**FRAGMENT:**
+++

Appellante heeft bij brief van 25 november 2014 verweerder verzocht de investering in de spuitmachine te wijzigen naar een investering in een trekker en een ploeg met GPS besturing van € 153.207,- (wijzigingsverzoek).
1.4
Bij het primaire besluit heeft verweerder het wijzigingsverzoek afgewezen, omdat de wijziging geen type of leverancier van de dezelfde machine betreft maar een investering in een andere machine. Het wijzigen van ‘type’ in de categorie machines is een ander soort van dezelfde machine waarmee hetzelfde doel wordt bereikt en daarmee binnen het kader van de verleende offerte past.
2. Bij het bestreden besluit heeft verweerder het primaire besluit gehandhaafd.
3. Appellante voert de volgende beroepsgronden aan ten betoge dat verweerder haar wijzigingsverzoek ten onrechte heeft afgewezen.
In de eerste plaats blijkt volgens appellante uit de op het klantportaal vermelde informatie niet dat de opsomming van toegestane wijzigingen limitatief is. Wat betreft de niet toegestane wijzigingen, staat slechts expliciet vermeld dat niet mag worden gewisseld tussen de investeringscategorieën.

+++

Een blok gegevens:
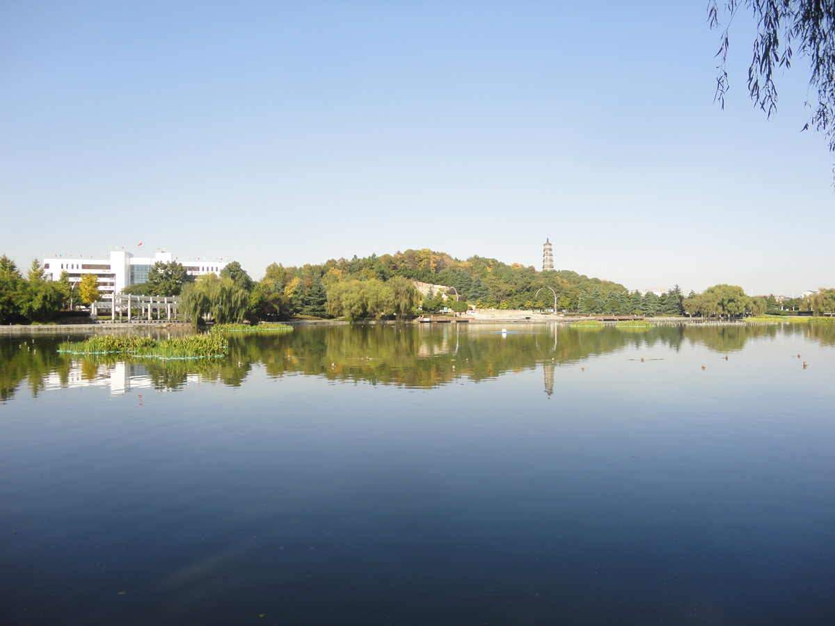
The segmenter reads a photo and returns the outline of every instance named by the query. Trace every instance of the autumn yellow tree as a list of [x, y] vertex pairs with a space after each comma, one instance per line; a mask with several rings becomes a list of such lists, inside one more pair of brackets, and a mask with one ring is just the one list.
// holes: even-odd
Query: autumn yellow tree
[[85, 274], [78, 285], [78, 294], [85, 305], [95, 302], [101, 297], [99, 291], [99, 277], [95, 274]]

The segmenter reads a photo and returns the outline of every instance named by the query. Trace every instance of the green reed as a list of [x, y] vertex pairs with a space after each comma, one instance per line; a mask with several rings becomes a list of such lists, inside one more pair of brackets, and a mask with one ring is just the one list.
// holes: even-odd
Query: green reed
[[223, 356], [229, 351], [229, 343], [218, 335], [189, 335], [163, 340], [135, 335], [97, 336], [84, 341], [62, 341], [58, 349], [59, 352], [82, 355], [123, 354], [159, 359], [200, 359]]
[[262, 321], [260, 324], [215, 324], [211, 329], [216, 332], [254, 332], [256, 331], [292, 331], [286, 324]]

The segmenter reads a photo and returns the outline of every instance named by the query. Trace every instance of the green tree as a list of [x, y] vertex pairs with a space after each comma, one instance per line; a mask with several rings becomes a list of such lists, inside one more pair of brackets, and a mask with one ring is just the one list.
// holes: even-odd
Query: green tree
[[652, 291], [644, 294], [644, 301], [641, 303], [641, 310], [645, 316], [654, 316], [658, 312], [658, 296]]
[[194, 282], [194, 276], [189, 275], [181, 263], [157, 261], [148, 272], [148, 285], [150, 288], [150, 293], [146, 295], [180, 295], [183, 285]]
[[644, 298], [638, 290], [632, 292], [632, 297], [629, 300], [629, 312], [633, 315], [640, 315], [644, 312]]
[[676, 285], [664, 299], [664, 312], [668, 316], [677, 316], [681, 312], [681, 289]]
[[238, 261], [232, 261], [220, 270], [220, 278], [230, 278], [239, 289], [251, 291], [255, 286], [250, 275], [240, 266]]
[[312, 317], [325, 317], [327, 313], [325, 305], [327, 304], [327, 291], [321, 278], [317, 278], [311, 286], [307, 299], [307, 305], [302, 313]]
[[32, 321], [53, 319], [63, 306], [61, 285], [46, 280], [43, 266], [37, 259], [32, 261], [26, 279], [19, 283], [18, 290], [18, 307], [21, 315]]
[[78, 285], [78, 296], [85, 305], [90, 305], [101, 297], [99, 291], [99, 277], [95, 274], [85, 274]]
[[394, 315], [398, 320], [414, 316], [415, 307], [420, 301], [418, 291], [412, 280], [397, 276], [386, 283], [394, 295]]
[[[748, 68], [748, 94], [767, 117], [777, 110], [777, 90], [774, 84], [776, 70], [788, 69], [800, 53], [809, 60], [809, 92], [817, 95], [817, 104], [803, 127], [816, 128], [829, 141], [835, 153], [835, 0], [726, 0], [728, 15], [721, 34], [716, 77], [716, 99], [725, 108], [725, 94], [730, 87], [726, 69], [730, 48], [728, 28], [742, 7], [753, 10], [757, 21], [754, 54]], [[720, 26], [717, 0], [707, 8], [711, 28]]]
[[463, 300], [457, 300], [452, 304], [452, 309], [456, 313], [463, 313], [469, 307], [467, 305], [467, 303]]
[[473, 277], [473, 282], [469, 291], [467, 293], [467, 300], [470, 302], [477, 300], [485, 300], [490, 296], [490, 290], [484, 285], [478, 275]]
[[0, 324], [16, 321], [20, 316], [18, 301], [23, 282], [15, 262], [5, 255], [0, 256]]
[[206, 274], [183, 285], [180, 305], [195, 324], [207, 316], [211, 316], [218, 324], [228, 324], [244, 318], [249, 299], [249, 292], [231, 278]]
[[821, 287], [817, 294], [812, 294], [807, 298], [808, 308], [816, 316], [832, 315], [835, 313], [835, 289]]

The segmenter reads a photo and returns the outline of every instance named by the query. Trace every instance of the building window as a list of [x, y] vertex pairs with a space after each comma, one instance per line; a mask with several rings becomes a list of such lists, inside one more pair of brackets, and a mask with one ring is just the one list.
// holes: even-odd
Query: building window
[[148, 282], [148, 272], [154, 265], [131, 265], [130, 266], [130, 284]]

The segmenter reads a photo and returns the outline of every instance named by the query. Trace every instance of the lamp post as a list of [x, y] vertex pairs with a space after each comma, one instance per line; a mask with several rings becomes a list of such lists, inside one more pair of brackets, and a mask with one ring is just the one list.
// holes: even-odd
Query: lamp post
[[[458, 296], [460, 295], [460, 294], [458, 293], [458, 290], [457, 289], [455, 289], [455, 287], [447, 287], [447, 290], [448, 291], [449, 290], [453, 290], [455, 292], [455, 301], [458, 302]], [[453, 316], [455, 315], [455, 310], [454, 309], [453, 309]]]
[[557, 292], [554, 291], [554, 290], [550, 287], [539, 287], [539, 289], [536, 290], [536, 295], [534, 295], [534, 300], [536, 300], [536, 296], [539, 295], [539, 291], [544, 289], [550, 289], [551, 291], [554, 292], [554, 315], [557, 315]]

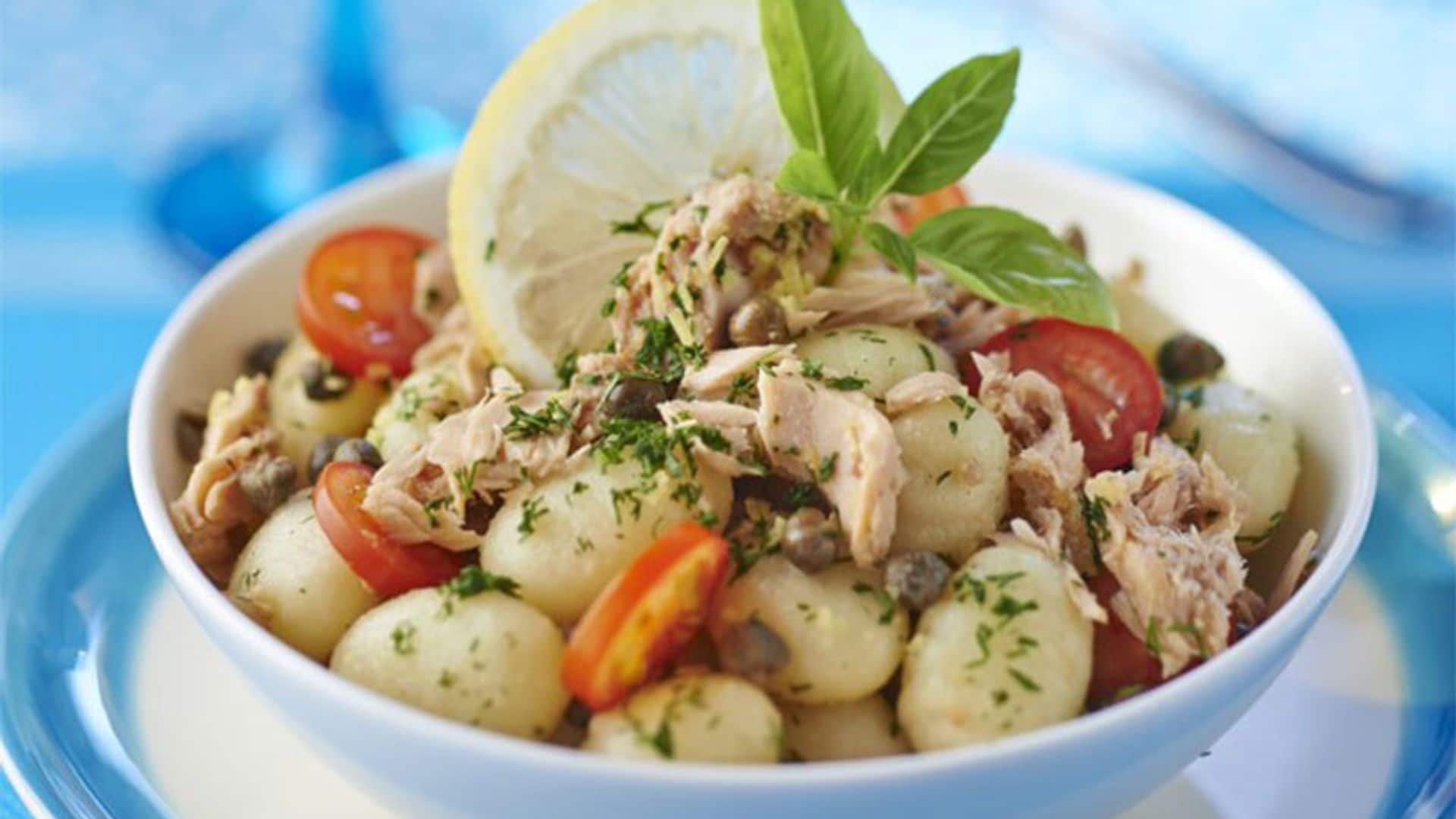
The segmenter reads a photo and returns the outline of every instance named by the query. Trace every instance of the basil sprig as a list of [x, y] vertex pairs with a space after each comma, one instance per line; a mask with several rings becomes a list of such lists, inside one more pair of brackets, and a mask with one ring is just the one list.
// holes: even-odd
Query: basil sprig
[[[994, 207], [958, 207], [901, 236], [866, 217], [887, 194], [961, 179], [990, 149], [1016, 90], [1021, 52], [974, 57], [917, 96], [881, 144], [895, 98], [840, 0], [759, 0], [769, 73], [796, 150], [779, 188], [826, 205], [840, 258], [860, 232], [914, 278], [927, 259], [973, 293], [1083, 324], [1115, 325], [1107, 284], [1042, 224]], [[888, 92], [885, 89], [890, 89]]]

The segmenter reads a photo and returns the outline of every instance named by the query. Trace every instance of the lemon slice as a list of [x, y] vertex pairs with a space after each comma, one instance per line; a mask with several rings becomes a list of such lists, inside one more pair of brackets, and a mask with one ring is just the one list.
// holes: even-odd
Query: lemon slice
[[[610, 338], [644, 204], [788, 156], [751, 0], [601, 0], [507, 70], [450, 179], [450, 252], [480, 342], [533, 386]], [[661, 223], [660, 213], [654, 220]]]

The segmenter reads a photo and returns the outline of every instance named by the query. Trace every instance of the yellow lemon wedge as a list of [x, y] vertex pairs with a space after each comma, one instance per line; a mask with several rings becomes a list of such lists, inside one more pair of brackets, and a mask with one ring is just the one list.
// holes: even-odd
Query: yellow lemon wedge
[[491, 89], [450, 179], [450, 252], [480, 342], [555, 385], [563, 354], [610, 338], [612, 278], [652, 245], [614, 226], [713, 178], [772, 178], [789, 150], [753, 0], [566, 16]]

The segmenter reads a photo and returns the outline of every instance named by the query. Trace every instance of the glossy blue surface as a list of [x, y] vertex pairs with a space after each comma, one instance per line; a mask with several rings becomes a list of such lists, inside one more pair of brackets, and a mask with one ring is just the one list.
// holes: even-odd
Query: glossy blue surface
[[[469, 119], [511, 55], [575, 4], [379, 0], [383, 98], [363, 101], [374, 106], [364, 118], [387, 117], [406, 152], [438, 144], [440, 134]], [[1456, 418], [1456, 245], [1449, 238], [1370, 245], [1290, 217], [1226, 173], [1197, 122], [1137, 77], [1048, 36], [1025, 3], [847, 4], [907, 92], [961, 54], [1022, 45], [1022, 85], [999, 147], [1125, 173], [1210, 211], [1310, 286], [1369, 375]], [[328, 87], [316, 71], [317, 23], [328, 9], [348, 6], [0, 4], [0, 500], [12, 503], [47, 450], [130, 385], [194, 281], [191, 262], [151, 222], [160, 179], [210, 137], [317, 133], [314, 101]], [[1449, 195], [1456, 144], [1450, 1], [1107, 6], [1159, 52], [1291, 138]], [[349, 54], [363, 29], [338, 31]], [[1289, 38], [1291, 31], [1299, 36]], [[1331, 71], [1332, 64], [1348, 70]], [[332, 82], [348, 86], [349, 77], [344, 71]], [[351, 92], [344, 87], [341, 96]], [[288, 141], [281, 156], [294, 159], [282, 162], [280, 179], [293, 179], [319, 150], [307, 138]], [[201, 214], [208, 204], [197, 200], [191, 208]], [[0, 615], [12, 605], [0, 597]], [[0, 781], [0, 816], [17, 810]]]

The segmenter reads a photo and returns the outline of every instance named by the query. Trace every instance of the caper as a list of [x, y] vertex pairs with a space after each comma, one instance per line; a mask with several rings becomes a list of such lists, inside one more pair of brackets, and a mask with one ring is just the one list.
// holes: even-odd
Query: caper
[[728, 319], [728, 338], [737, 347], [783, 344], [789, 340], [789, 319], [783, 305], [761, 293], [748, 299]]
[[323, 472], [323, 468], [333, 462], [333, 453], [344, 440], [344, 436], [323, 436], [319, 443], [313, 444], [313, 449], [309, 450], [310, 484], [319, 482], [319, 472]]
[[839, 526], [823, 512], [804, 507], [785, 522], [779, 548], [799, 571], [814, 574], [834, 563], [842, 539]]
[[658, 420], [657, 405], [671, 398], [667, 385], [660, 380], [636, 376], [617, 379], [607, 395], [597, 407], [597, 412], [607, 418], [636, 418], [638, 421]]
[[287, 338], [265, 338], [253, 344], [248, 353], [243, 353], [243, 373], [271, 376], [278, 364], [278, 356], [282, 356], [285, 347], [288, 347]]
[[480, 500], [480, 495], [470, 495], [470, 500], [464, 501], [464, 528], [476, 535], [485, 535], [494, 516], [495, 507]]
[[354, 386], [354, 376], [333, 369], [326, 358], [310, 358], [303, 364], [303, 393], [310, 401], [333, 401]]
[[718, 662], [724, 670], [763, 679], [789, 665], [789, 647], [761, 619], [750, 616], [718, 634]]
[[207, 431], [207, 415], [183, 410], [172, 423], [172, 436], [178, 444], [178, 455], [188, 463], [197, 463], [202, 452], [202, 436]]
[[1223, 369], [1223, 354], [1191, 332], [1179, 332], [1158, 348], [1158, 372], [1174, 383], [1211, 376]]
[[951, 567], [935, 552], [901, 552], [885, 563], [885, 589], [910, 611], [925, 611], [941, 597]]
[[282, 506], [293, 494], [298, 471], [287, 458], [253, 459], [237, 471], [237, 487], [248, 497], [248, 504], [261, 514], [268, 514]]
[[1174, 418], [1178, 417], [1178, 389], [1168, 382], [1162, 382], [1162, 386], [1163, 410], [1162, 414], [1158, 415], [1158, 428], [1166, 430], [1174, 423]]
[[380, 456], [374, 444], [364, 439], [348, 439], [333, 450], [335, 461], [352, 461], [355, 463], [363, 463], [365, 466], [373, 466], [379, 469], [384, 465], [384, 459]]
[[1061, 243], [1083, 259], [1088, 258], [1088, 238], [1082, 233], [1080, 224], [1069, 224], [1061, 233]]

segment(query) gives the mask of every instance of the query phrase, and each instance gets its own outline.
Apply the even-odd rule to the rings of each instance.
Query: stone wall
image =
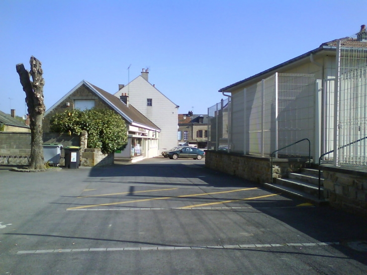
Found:
[[[77,146],[80,137],[58,133],[43,134],[44,143],[59,143],[63,147]],[[31,154],[31,133],[0,132],[0,155],[29,155]]]
[[[30,133],[0,132],[0,155],[29,155]]]
[[[367,216],[367,171],[322,166],[324,192],[331,206]]]
[[[272,177],[282,177],[290,172],[299,171],[301,168],[305,167],[306,161],[299,158],[274,159],[272,175],[269,158],[220,151],[207,150],[206,152],[206,167],[259,184],[270,182],[272,175]]]
[[[115,154],[103,154],[99,148],[85,149],[80,155],[81,166],[103,166],[114,164]]]

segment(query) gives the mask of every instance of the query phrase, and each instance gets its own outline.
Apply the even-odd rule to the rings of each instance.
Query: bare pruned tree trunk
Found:
[[[28,72],[23,63],[17,65],[17,72],[19,74],[21,84],[26,93],[26,102],[28,107],[31,128],[31,157],[29,168],[45,169],[43,158],[43,140],[42,120],[46,107],[43,102],[43,86],[45,81],[42,77],[41,62],[34,56],[29,60],[31,71]],[[30,76],[32,76],[31,81]]]

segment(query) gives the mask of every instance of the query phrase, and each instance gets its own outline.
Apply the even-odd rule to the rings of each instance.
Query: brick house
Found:
[[[192,111],[178,115],[177,143],[204,149],[208,146],[208,115],[194,115]]]
[[[160,129],[129,104],[126,98],[118,98],[85,80],[81,81],[45,113],[43,131],[50,131],[50,120],[56,113],[67,110],[91,108],[109,109],[121,116],[128,128],[128,145],[125,150],[115,153],[115,157],[135,162],[158,155]]]

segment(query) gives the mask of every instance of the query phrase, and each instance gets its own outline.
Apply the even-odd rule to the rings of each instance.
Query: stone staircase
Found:
[[[264,184],[264,187],[284,195],[298,198],[314,205],[326,205],[324,197],[321,173],[320,199],[319,199],[319,170],[317,168],[302,168],[300,172],[289,173],[287,178],[276,178],[273,184]]]

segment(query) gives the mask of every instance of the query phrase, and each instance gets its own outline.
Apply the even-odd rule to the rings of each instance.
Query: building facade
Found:
[[[134,162],[158,155],[160,129],[123,100],[82,80],[46,112],[44,132],[49,132],[50,120],[56,113],[74,109],[109,109],[121,116],[128,128],[128,144],[123,151],[115,153],[115,157],[131,159]]]
[[[206,149],[208,135],[208,115],[194,115],[192,111],[178,115],[178,145]]]
[[[119,85],[115,96],[126,98],[139,112],[160,129],[159,152],[177,145],[177,115],[179,106],[172,102],[148,81],[149,71],[141,74],[127,85]]]

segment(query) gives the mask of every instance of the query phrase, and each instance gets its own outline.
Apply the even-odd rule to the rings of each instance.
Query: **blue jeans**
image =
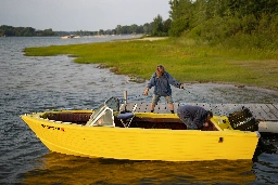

+++

**OPDRACHT:** Som alle machines op die in het fragment over het wijzigingsverzoek voorkomen. De rijen hebben niets met het fragment te maken.

**ANTWOORD:** spuitmachine, trekker, ploeg met GPS besturing